WHAT THE EXERCISE ASKS> Rewrite all of the material below, changing every occurrence of "SHOULD" to "MUST" and keeping everything else as it stands. Leave the pictures out of your version.

[Image object location entries]
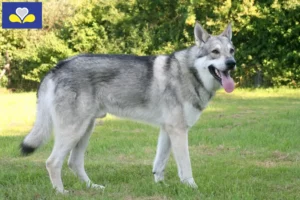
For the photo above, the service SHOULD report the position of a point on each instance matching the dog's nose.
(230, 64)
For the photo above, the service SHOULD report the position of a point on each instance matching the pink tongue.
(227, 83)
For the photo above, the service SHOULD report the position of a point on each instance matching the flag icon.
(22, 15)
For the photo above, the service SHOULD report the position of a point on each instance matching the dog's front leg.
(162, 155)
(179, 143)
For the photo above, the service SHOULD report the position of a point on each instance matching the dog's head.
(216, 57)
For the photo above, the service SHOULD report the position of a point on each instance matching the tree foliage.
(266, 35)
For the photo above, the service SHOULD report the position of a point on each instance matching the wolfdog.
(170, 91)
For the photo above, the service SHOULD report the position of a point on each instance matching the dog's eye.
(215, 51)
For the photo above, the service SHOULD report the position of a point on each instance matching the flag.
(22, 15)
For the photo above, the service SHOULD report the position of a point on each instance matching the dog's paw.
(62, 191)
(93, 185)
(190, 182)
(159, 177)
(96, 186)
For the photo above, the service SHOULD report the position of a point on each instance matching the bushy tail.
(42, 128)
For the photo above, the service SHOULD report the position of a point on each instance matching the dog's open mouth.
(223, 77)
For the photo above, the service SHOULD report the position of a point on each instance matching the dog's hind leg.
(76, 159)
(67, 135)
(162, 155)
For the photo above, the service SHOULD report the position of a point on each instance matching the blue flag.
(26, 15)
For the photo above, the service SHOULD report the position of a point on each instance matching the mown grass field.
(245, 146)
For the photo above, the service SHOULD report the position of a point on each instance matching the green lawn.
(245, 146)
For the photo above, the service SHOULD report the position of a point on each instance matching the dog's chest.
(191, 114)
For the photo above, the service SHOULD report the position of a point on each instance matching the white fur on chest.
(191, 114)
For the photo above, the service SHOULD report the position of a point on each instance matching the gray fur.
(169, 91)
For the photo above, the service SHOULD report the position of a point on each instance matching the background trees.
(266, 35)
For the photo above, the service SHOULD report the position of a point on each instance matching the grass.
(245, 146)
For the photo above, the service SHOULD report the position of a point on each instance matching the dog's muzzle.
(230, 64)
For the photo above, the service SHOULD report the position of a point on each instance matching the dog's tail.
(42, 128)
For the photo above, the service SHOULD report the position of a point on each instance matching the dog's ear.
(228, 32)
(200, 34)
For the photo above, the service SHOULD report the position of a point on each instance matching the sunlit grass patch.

CORRECT RESPONSE>
For the photo above, the service MUST report the position of a point on each instance matching the dog's nose.
(230, 64)
For the photo above, the service MUST report the position of a point on each instance matching the pink tongue.
(227, 83)
For the photo above, the service MUST report the position of a point on each instance matching the flag icon.
(22, 15)
For the photo above, the service MUST report the position of a point on each instance matching the dog's front leg.
(162, 155)
(179, 143)
For the photo above, the service MUST report the position of a point on each instance matching the dog's head.
(216, 57)
For the photo above, the service MUST report the position of a point on each instance matching the tree foliage.
(266, 35)
For the photo above, the service MUST report the position of a point on each instance matching the wolfdog.
(170, 91)
For the photo above, the service MUST report the position of a point on each instance matching the dog's eye.
(215, 51)
For the photo above, the service MUST report the position of a point on each instance matching the flag.
(22, 15)
For the photo above, the service MUST report the position of a point on each instance matching the dog's paw.
(62, 191)
(93, 185)
(190, 182)
(159, 177)
(96, 186)
For the photo above, the service MUST report the position of a point on each instance matching the bushy tail.
(42, 128)
For the photo above, the service MUST report the position of a point on each instance matching the dog's open mouth.
(223, 77)
For the photo above, the service MUST report the position of a point on each instance matching the dog's hind leg.
(76, 159)
(67, 135)
(162, 155)
For the photo above, the service MUST report the position of a point on each instance matching the blue flag.
(26, 15)
For the photo above, the service MUST report the position of a point on each instance matching the mown grass field.
(245, 146)
For the photo above, the service MUST report the position of a point on each instance matching the green lawn.
(245, 146)
For the photo above, the service MUST report the position of a point on each instance matching the dog's chest.
(191, 114)
For the photo above, the service MUST report the position of a point on each instance matching the white fur on chest.
(191, 114)
For the photo above, the service MUST report the position of a point on each instance matching the gray fur.
(169, 91)
For the photo above, the service MUST report the position of a point on each instance matching the background trees.
(266, 35)
For the photo above, the service MUST report the position of a point on each instance matching the grass.
(245, 146)
For the photo above, the service MUST report the position of a point on each instance matching the dog's muzzle.
(230, 64)
For the photo above, the service MUST report the position of a point on each instance matching the dog's tail.
(42, 128)
For the photo above, the service MUST report the position of a point on each instance matching the dog's ear.
(228, 32)
(200, 34)
For the photo above, the service MUST report the position of a point on each instance matching the sunlit grass patch.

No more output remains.